:: EXTRAIT DU TEXTE ::
┄┄┄┄┄┄
S’agit-il pour Ali Abbasi de nous rapprocher de Donald Trump, figure ô combien familière ? À quelle distance de l’image héroïque faut-il se tenir ? Comment filme-t-on l’homme le plus filmé au monde ? Dans The Apprentice, le réalisateur du brillant Les Nuits de Mashad évite aussi bien l’écueil du biopic que celui du portrait à charge.
Avez-vous déjà vu Donald avant Trump ? C’est un mécheux qui zozote. Sans envergure, ni panache, il obéit à son cher papa et rêve d’une gloire désespérément lointaine. C’est un Rastignac de pacotille, une créature qui se cherche un créateur. Au détour d’une soirée dans un club très privé de Manhattan où Donald a l’habitude de se rendre pour se faire voir, le regard de Roy Cohn, un avocat véreux très charismatique, croise le sien. Dans The Apprentice, Ali Abbasi raconte une bromance aux immenses enjeux politiques. Dans l’embrasure d’une porte, Trump s’adresse à la fille qu’il s’est dégotée ce soir-là : “ici il n’y a que des gens importants, je suis le plus jeune invité”. C’est peut-être dans cette petite phrase que l’ambition la plus secrète se cache. Donald ne rêve pas de politique, il désire être vu. Engoncé dans son costume cheap, il ressemble à un adolescent mal dans sa peau. Abbasi ne se tient ni trop loin ni trop près de lui et épouse le point de vue d’un témoin de la relation tourmentée qui naît entre les deux hommes. La décennie 70-80 est celle de l’apprentissage de Trump, juste avant qu’il ne devienne le promoteur immobilier de génie, l’idole de la presse et le milliardaire adulé par Ronald Reagan. Cette limitation du récit à l’écrin d’un amour qui ne dit pas son nom est une idée venue du scénariste Gabriel Sherman, journaliste d’investigation spécialiste de la droite américaine. Elle permet d’appréhender l’homme derrière la légende, sur le mode de l’enquête sociologique en évitant les facilités d’une explication psychologique.
┄┄┄┄┄┄
[Données recueillies]
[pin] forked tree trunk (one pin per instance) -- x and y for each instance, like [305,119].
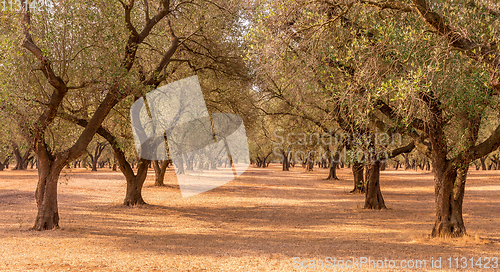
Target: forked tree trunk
[46,194]
[373,197]
[333,171]
[357,172]
[160,172]
[449,191]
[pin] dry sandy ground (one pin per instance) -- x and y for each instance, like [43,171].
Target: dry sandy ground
[258,222]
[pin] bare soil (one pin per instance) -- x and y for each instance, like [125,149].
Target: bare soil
[258,222]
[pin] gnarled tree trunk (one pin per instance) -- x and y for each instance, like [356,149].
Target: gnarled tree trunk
[359,183]
[449,191]
[134,184]
[373,198]
[160,172]
[21,160]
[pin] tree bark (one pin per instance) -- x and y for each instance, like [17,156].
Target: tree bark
[160,172]
[449,191]
[134,184]
[483,164]
[4,164]
[373,197]
[359,184]
[49,170]
[21,160]
[332,175]
[286,160]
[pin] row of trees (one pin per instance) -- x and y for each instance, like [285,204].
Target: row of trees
[425,69]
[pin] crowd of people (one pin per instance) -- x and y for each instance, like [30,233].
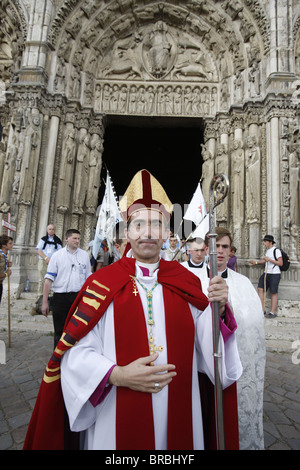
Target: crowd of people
[120,382]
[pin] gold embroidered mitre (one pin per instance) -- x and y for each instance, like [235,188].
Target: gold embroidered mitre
[145,192]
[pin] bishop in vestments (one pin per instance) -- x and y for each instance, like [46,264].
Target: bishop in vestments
[124,375]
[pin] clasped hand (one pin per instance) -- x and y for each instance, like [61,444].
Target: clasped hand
[141,377]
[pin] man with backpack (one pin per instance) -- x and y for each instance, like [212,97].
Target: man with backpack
[270,279]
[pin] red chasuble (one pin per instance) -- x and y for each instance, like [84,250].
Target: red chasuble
[49,426]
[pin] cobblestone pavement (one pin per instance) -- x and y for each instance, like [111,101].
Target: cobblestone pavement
[30,350]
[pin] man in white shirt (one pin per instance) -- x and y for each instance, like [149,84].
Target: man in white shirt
[250,338]
[46,246]
[196,250]
[271,277]
[67,270]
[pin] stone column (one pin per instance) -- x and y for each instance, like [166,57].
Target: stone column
[48,176]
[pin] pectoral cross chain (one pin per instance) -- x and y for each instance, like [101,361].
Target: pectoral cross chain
[152,347]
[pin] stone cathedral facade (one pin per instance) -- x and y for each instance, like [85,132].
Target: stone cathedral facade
[65,65]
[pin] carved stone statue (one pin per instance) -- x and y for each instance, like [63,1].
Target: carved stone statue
[237,180]
[159,52]
[32,143]
[207,173]
[222,167]
[252,157]
[81,172]
[294,170]
[95,165]
[8,172]
[66,171]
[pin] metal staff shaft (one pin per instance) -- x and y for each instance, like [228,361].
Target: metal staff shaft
[218,191]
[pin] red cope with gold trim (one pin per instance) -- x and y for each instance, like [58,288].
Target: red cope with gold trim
[49,426]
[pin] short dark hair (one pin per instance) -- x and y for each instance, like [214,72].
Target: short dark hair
[71,231]
[221,232]
[4,239]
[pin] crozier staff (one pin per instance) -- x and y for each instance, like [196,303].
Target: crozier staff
[140,310]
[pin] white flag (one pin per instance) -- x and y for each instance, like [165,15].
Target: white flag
[109,216]
[196,210]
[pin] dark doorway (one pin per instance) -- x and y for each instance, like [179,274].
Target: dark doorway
[170,148]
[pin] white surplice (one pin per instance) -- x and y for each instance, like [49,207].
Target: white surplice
[84,366]
[250,336]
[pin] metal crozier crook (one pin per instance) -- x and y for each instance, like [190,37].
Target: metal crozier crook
[218,191]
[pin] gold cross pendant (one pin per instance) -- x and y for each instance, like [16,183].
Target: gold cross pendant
[153,348]
[135,291]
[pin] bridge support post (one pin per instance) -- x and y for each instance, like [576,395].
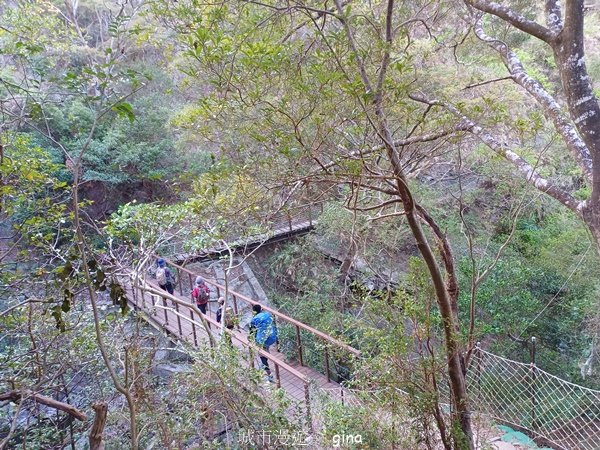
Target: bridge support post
[178,320]
[533,390]
[165,310]
[326,361]
[299,343]
[308,412]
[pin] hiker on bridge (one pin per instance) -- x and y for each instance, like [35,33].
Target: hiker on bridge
[262,327]
[201,294]
[229,319]
[164,276]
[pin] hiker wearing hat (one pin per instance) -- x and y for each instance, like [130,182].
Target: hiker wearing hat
[164,276]
[201,294]
[264,332]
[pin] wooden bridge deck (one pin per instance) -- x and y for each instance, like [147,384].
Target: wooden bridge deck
[182,320]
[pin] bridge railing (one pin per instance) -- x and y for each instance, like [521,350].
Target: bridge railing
[151,304]
[328,344]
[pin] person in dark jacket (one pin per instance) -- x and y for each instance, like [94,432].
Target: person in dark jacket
[201,294]
[262,327]
[164,276]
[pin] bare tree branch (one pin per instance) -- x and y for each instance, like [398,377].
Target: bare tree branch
[25,394]
[515,19]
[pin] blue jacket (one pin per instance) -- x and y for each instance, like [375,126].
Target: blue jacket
[266,331]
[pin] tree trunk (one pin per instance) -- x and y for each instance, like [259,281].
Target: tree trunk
[97,432]
[569,54]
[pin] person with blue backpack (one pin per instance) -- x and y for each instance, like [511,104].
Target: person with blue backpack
[262,327]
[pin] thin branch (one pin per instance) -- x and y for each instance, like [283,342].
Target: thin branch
[517,20]
[24,394]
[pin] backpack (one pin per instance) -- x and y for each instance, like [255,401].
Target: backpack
[229,319]
[161,276]
[202,295]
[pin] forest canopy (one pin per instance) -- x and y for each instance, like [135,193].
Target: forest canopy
[418,181]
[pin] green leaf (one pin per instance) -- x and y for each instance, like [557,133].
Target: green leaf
[124,109]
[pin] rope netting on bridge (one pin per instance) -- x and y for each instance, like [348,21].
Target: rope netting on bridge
[565,414]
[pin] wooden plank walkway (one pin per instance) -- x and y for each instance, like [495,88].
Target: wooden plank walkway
[249,243]
[184,322]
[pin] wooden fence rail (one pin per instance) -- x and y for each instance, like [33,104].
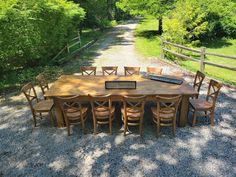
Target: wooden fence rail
[202,52]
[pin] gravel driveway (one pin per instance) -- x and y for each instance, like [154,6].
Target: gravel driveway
[45,151]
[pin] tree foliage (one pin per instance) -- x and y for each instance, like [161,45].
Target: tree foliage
[33,31]
[193,21]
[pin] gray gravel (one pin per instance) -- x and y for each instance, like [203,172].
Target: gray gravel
[46,151]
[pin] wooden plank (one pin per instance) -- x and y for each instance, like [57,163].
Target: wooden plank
[220,66]
[181,55]
[220,55]
[182,47]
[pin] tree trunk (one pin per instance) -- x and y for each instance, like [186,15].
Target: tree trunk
[160,27]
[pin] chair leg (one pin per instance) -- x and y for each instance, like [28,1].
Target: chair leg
[110,125]
[212,118]
[174,129]
[194,118]
[125,127]
[94,127]
[34,121]
[51,119]
[158,128]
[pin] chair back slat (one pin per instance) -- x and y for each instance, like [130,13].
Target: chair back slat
[213,91]
[70,105]
[134,104]
[100,104]
[199,77]
[167,105]
[109,70]
[43,84]
[30,94]
[155,71]
[129,71]
[88,70]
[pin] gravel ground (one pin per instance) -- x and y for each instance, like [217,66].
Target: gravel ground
[45,151]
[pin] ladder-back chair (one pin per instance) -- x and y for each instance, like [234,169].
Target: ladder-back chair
[164,114]
[154,71]
[129,71]
[199,77]
[37,107]
[43,84]
[133,112]
[73,111]
[109,70]
[206,105]
[102,110]
[88,70]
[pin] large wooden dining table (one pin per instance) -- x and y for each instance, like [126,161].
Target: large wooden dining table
[71,85]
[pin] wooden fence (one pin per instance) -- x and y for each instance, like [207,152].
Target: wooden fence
[202,52]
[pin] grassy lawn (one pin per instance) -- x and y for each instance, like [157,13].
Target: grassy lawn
[148,43]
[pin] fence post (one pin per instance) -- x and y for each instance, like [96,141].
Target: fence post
[162,51]
[202,64]
[68,48]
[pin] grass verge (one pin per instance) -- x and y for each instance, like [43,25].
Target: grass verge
[147,43]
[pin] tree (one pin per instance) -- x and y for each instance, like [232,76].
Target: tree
[156,8]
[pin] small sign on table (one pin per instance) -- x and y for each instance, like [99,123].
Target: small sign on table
[120,84]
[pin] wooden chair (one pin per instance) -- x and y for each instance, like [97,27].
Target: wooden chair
[133,112]
[164,114]
[103,111]
[129,71]
[109,70]
[155,71]
[88,70]
[37,107]
[206,105]
[199,77]
[43,84]
[73,111]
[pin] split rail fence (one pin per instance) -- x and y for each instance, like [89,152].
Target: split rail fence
[202,52]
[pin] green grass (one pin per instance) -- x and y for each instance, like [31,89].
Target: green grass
[148,44]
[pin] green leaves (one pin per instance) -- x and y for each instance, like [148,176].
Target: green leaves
[33,31]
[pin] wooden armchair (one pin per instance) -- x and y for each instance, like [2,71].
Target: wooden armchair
[109,70]
[103,111]
[199,77]
[131,70]
[88,70]
[73,111]
[43,84]
[164,114]
[37,107]
[155,71]
[133,112]
[206,105]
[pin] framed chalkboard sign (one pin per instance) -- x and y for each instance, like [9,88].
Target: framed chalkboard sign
[120,84]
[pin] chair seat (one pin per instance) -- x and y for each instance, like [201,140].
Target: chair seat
[73,114]
[169,114]
[200,104]
[131,113]
[43,106]
[102,112]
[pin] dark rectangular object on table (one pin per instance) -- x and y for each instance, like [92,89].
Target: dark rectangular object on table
[165,79]
[120,84]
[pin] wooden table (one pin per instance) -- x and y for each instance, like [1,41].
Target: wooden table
[70,85]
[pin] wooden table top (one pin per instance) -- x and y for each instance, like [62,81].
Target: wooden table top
[69,85]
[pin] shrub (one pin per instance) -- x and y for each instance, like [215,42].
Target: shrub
[33,31]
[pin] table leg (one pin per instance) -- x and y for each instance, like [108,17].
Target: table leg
[183,111]
[59,114]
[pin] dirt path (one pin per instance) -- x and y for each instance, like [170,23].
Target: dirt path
[118,50]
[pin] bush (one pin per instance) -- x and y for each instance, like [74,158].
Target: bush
[33,31]
[194,21]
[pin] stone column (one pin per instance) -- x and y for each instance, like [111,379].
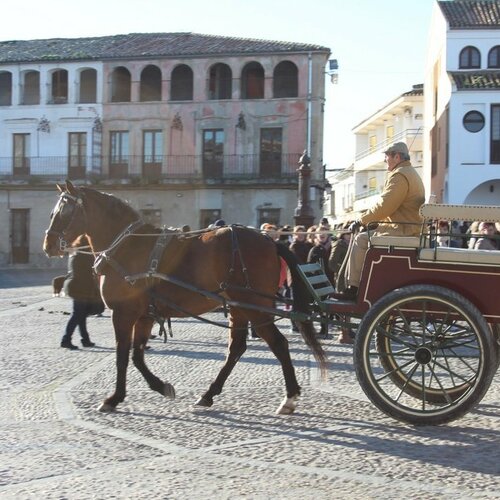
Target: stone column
[304,214]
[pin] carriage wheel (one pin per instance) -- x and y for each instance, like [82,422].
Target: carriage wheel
[495,329]
[424,355]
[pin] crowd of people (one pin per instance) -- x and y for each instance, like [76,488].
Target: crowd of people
[479,235]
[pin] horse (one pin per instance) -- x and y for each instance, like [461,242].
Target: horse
[179,274]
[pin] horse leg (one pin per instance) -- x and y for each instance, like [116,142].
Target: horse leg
[123,334]
[278,344]
[236,347]
[142,331]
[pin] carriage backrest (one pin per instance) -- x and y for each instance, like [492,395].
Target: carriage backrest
[433,213]
[468,213]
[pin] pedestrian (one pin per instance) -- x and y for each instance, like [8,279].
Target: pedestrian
[397,212]
[81,286]
[299,247]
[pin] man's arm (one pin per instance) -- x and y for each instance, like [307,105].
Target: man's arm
[392,197]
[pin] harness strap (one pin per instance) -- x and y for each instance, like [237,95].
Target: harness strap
[106,257]
[162,242]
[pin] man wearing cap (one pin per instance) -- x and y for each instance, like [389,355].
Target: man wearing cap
[397,210]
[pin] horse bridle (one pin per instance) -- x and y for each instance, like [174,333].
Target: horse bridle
[76,205]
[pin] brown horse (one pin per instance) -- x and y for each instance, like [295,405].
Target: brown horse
[178,276]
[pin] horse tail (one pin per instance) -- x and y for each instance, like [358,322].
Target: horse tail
[301,303]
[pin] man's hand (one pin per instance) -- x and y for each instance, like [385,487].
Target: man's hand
[354,226]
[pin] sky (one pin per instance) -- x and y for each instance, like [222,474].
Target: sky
[380,45]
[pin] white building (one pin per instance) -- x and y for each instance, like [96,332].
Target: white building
[462,103]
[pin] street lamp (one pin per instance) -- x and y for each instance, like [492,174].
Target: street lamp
[304,214]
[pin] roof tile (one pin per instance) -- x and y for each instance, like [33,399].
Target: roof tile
[472,14]
[476,80]
[143,45]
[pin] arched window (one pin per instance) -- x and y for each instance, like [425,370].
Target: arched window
[285,80]
[494,57]
[88,86]
[5,88]
[473,121]
[470,58]
[31,88]
[150,89]
[220,82]
[181,85]
[120,85]
[252,81]
[59,90]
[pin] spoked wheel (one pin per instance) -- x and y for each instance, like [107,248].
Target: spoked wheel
[424,355]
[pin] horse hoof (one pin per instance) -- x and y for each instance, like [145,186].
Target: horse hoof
[204,402]
[169,391]
[288,406]
[106,408]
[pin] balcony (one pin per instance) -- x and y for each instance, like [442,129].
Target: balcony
[169,169]
[408,136]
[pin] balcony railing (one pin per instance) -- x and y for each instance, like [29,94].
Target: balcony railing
[153,169]
[381,146]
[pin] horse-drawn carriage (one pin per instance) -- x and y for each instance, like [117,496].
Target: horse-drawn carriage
[427,344]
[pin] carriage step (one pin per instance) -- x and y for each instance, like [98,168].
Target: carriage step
[317,282]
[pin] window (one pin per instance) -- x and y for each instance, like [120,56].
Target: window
[473,121]
[220,82]
[372,185]
[120,85]
[5,88]
[152,153]
[151,216]
[88,86]
[59,91]
[269,216]
[19,229]
[181,86]
[150,88]
[119,154]
[21,158]
[208,217]
[495,134]
[77,154]
[494,57]
[213,152]
[285,80]
[31,88]
[252,81]
[470,58]
[389,133]
[271,145]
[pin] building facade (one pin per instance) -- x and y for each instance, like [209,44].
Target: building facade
[357,187]
[462,103]
[188,128]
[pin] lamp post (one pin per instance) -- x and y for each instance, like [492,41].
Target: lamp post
[304,214]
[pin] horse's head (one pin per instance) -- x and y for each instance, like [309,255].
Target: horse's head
[68,220]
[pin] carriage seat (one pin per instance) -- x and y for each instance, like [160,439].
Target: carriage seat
[461,255]
[395,241]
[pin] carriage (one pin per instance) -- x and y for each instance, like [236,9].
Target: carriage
[427,341]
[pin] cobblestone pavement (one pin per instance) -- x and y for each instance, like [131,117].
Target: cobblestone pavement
[55,444]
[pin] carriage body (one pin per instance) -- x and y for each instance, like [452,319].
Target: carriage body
[428,344]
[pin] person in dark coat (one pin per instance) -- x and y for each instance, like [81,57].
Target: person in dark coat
[81,286]
[336,259]
[299,247]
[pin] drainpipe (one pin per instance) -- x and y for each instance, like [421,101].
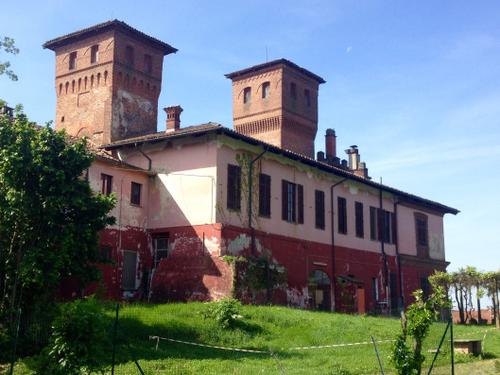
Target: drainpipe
[250,184]
[250,226]
[381,228]
[398,258]
[334,282]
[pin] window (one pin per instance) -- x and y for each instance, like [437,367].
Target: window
[129,55]
[148,64]
[292,199]
[106,252]
[342,210]
[135,193]
[421,229]
[233,187]
[266,90]
[375,289]
[307,97]
[358,212]
[264,195]
[129,271]
[422,235]
[293,91]
[319,199]
[106,184]
[382,225]
[160,246]
[72,60]
[94,54]
[247,95]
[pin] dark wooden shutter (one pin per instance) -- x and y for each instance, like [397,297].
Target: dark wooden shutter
[284,200]
[264,195]
[320,209]
[360,230]
[342,212]
[373,223]
[233,187]
[300,204]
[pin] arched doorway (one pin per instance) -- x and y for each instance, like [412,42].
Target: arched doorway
[319,288]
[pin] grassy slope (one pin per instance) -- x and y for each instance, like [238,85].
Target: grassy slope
[264,328]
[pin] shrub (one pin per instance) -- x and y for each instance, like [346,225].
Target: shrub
[79,336]
[225,312]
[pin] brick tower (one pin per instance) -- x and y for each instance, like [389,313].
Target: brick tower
[277,102]
[108,79]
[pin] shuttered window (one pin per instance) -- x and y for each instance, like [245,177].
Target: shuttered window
[342,211]
[319,200]
[264,195]
[292,202]
[233,187]
[358,212]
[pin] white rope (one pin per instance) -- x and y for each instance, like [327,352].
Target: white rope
[337,345]
[158,338]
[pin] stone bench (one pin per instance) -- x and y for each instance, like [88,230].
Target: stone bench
[467,346]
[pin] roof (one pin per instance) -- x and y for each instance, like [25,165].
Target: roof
[105,26]
[215,128]
[272,64]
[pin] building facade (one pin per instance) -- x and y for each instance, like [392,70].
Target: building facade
[200,207]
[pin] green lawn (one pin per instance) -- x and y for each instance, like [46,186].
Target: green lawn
[271,329]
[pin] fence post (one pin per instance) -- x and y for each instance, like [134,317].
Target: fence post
[115,329]
[452,346]
[378,356]
[439,347]
[16,336]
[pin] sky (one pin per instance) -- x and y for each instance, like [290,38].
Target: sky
[416,85]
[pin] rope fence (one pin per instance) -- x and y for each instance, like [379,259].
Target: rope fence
[314,347]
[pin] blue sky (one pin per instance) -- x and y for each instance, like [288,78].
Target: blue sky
[416,85]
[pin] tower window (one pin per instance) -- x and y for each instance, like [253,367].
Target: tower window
[307,97]
[72,60]
[266,90]
[247,95]
[129,55]
[94,54]
[148,64]
[293,90]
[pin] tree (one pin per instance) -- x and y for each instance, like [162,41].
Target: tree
[8,45]
[415,323]
[49,216]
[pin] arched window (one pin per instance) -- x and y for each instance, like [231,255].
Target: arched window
[247,95]
[94,54]
[307,97]
[72,61]
[293,90]
[129,55]
[148,64]
[266,90]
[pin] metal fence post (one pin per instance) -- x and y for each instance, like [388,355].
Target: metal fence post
[115,329]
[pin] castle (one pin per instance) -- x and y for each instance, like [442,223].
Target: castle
[193,199]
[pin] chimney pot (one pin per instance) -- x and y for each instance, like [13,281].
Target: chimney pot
[330,144]
[173,117]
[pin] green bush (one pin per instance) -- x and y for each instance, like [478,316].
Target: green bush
[225,312]
[78,340]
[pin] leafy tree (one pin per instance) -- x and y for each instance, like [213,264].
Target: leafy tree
[415,323]
[8,45]
[49,216]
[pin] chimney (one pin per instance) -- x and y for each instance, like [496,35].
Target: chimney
[173,117]
[353,157]
[330,145]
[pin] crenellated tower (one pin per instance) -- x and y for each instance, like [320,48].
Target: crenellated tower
[108,80]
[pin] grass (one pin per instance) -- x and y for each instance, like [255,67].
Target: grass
[275,329]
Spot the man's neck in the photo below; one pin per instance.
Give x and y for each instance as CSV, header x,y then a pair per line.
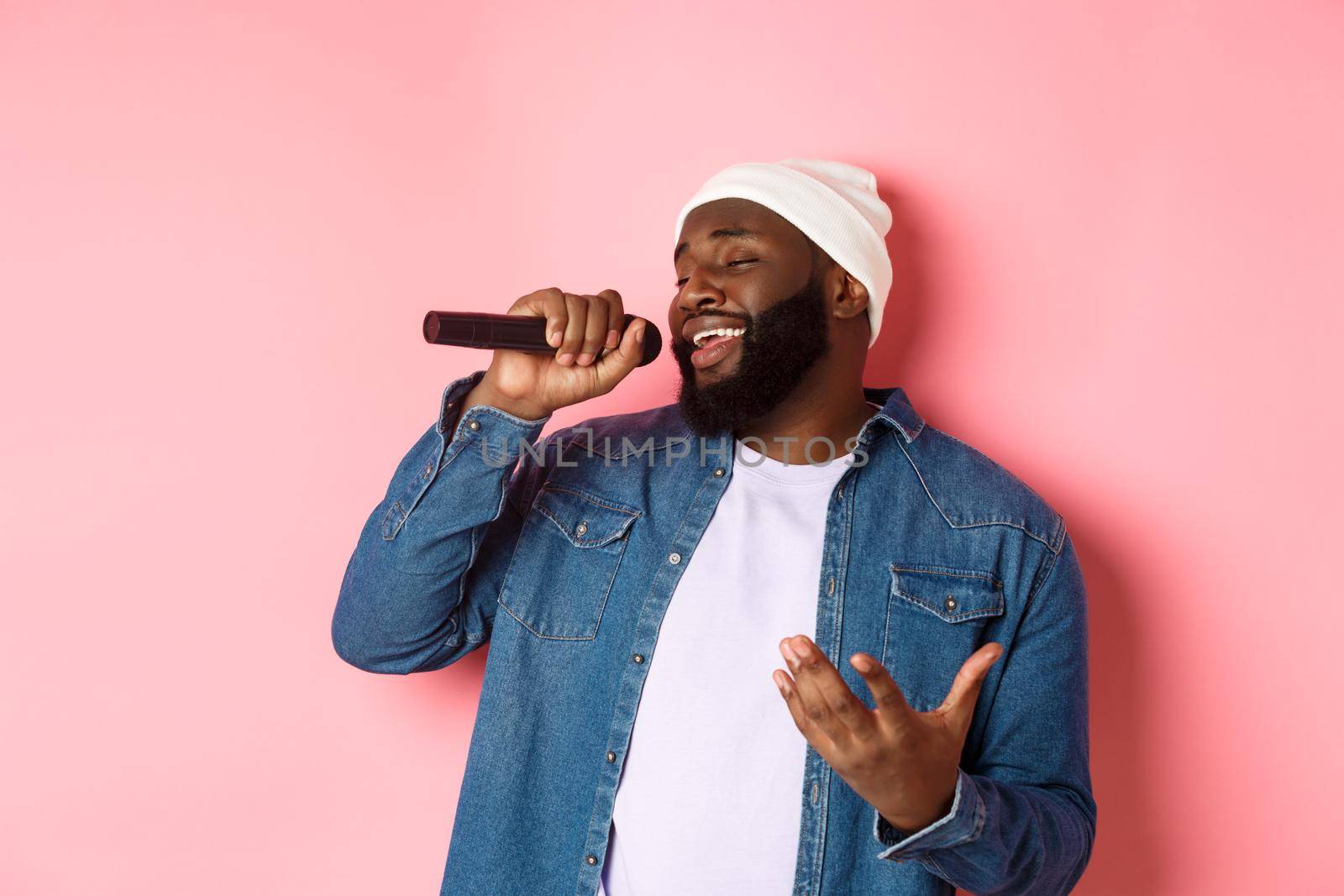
x,y
813,411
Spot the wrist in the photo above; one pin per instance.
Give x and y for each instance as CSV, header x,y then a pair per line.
x,y
486,394
911,822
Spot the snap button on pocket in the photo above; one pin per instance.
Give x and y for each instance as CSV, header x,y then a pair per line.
x,y
564,563
936,618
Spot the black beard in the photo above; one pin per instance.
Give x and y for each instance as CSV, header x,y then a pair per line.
x,y
780,345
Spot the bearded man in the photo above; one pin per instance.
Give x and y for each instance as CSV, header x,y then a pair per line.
x,y
777,637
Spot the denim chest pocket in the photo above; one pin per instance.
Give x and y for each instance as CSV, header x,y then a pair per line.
x,y
564,563
936,620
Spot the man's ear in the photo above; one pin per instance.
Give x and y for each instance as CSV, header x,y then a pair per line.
x,y
853,298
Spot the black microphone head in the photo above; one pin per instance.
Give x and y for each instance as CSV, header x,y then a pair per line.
x,y
652,340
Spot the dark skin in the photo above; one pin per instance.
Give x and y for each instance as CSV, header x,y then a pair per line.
x,y
900,761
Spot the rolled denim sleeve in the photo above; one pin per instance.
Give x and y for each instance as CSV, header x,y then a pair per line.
┄┄┄┄┄┄
:: CONSIGNES ::
A: Selon le texte sur The Apprentice, qui a eu l'idée de limiter le récit à la relation entre Trump et Roy Cohn ?
B: Recopiez fidèlement le passage du texte sur The Apprentice qui commence par « S’agit-il pour Ali » et se termine par « portrait à charge. ».

:: RÉPONSES ::
A: Le scénariste Gabriel Sherman, journaliste d'investigation spécialiste de la droite américaine.

B:
S’agit-il pour Ali Abbasi de nous rapprocher de Donald Trump, figure ô combien familière ? À quelle distance de l’image héroïque faut-il se tenir ? Comment filme-t-on l’homme le plus filmé au monde ? Dans The Apprentice, le réalisateur du brillant Les Nuits de Mashad évite aussi bien l’écueil du biopic que celui du portrait à charge.